Justiz:Show-Prozesse

Ausstellungen, Theaterstücke, Jazz-Konzerte: In deutschen Gerichtssälen wird nicht nur verhandelt.

Von WOLFGANG JANISCH

Die Justizminister der Länder haben jüngst bei ihrer Herbstkonferenz mal wieder überlegt, wie sie ihre Gerichte besser aufstellen können. Dabei hatte ihnen Verfassungsgerichtspräsident Andreas Voßkuhle schon vor Wochen beim Juristentag den Rat gegeben, die Justiz sollte "sichtbar und präsent sein - auch in der Fläche". Denn die Zeiten sind vorbei, in denen man als Amtsrichter sagen konnte: Mir doch egal, ob die Leute uns mögen, gebraucht hat man uns noch immer. Heute weiß man: Ein Rechtsstaat ohne Vertrauen ist wie eine Blüte ohne Biene - aber zu den Bienen gleich mehr. Kurzum, in der Justiz stehen die Zeichen auf Offenheit.

Als Voßkuhle seine Rede hielt, da stand beim Oberlandesgericht Stuttgart freilich längst das Programm für die "stuttgartnacht". Das OLG öffnete für eine Nacht die Türen, im Gerichtssaal erwarteten die Besucher "launige und kreative Darbietungen von Richterinnen und Richtern". Wirklich schade, da nicht dabei gewesen zu sein, aber ähnliche Angebote gibt es landauf, landab. Die Gerichte veranstalten Lesungen, Vorträge, Ausstellungen, als hätten sie nie etwas anderes gemacht.

_Aufgabe_. Schreiben Sie aus dem Text über Veranstaltungen in deutschen Gerichtssälen den Abschnitt wortgetreu ab, der mit den Worten „Als Voßkuhle seine“ beginnt und mit „nie etwas anderes gemacht.“ endet.

_Gesammelte Daten_.
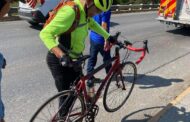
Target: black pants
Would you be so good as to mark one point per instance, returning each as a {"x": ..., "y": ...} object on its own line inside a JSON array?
[{"x": 63, "y": 76}]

_Ergebnis_.
Als Voßkuhle seine Rede hielt, da stand beim Oberlandesgericht Stuttgart freilich längst das Programm für die "stuttgartnacht". Das OLG öffnete für eine Nacht die Türen, im Gerichtssaal erwarteten die Besucher "launige und kreative Darbietungen von Richterinnen und Richtern". Wirklich schade, da nicht dabei gewesen zu sein, aber ähnliche Angebote gibt es landauf, landab. Die Gerichte veranstalten Lesungen, Vorträge, Ausstellungen, als hätten sie nie etwas anderes gemacht.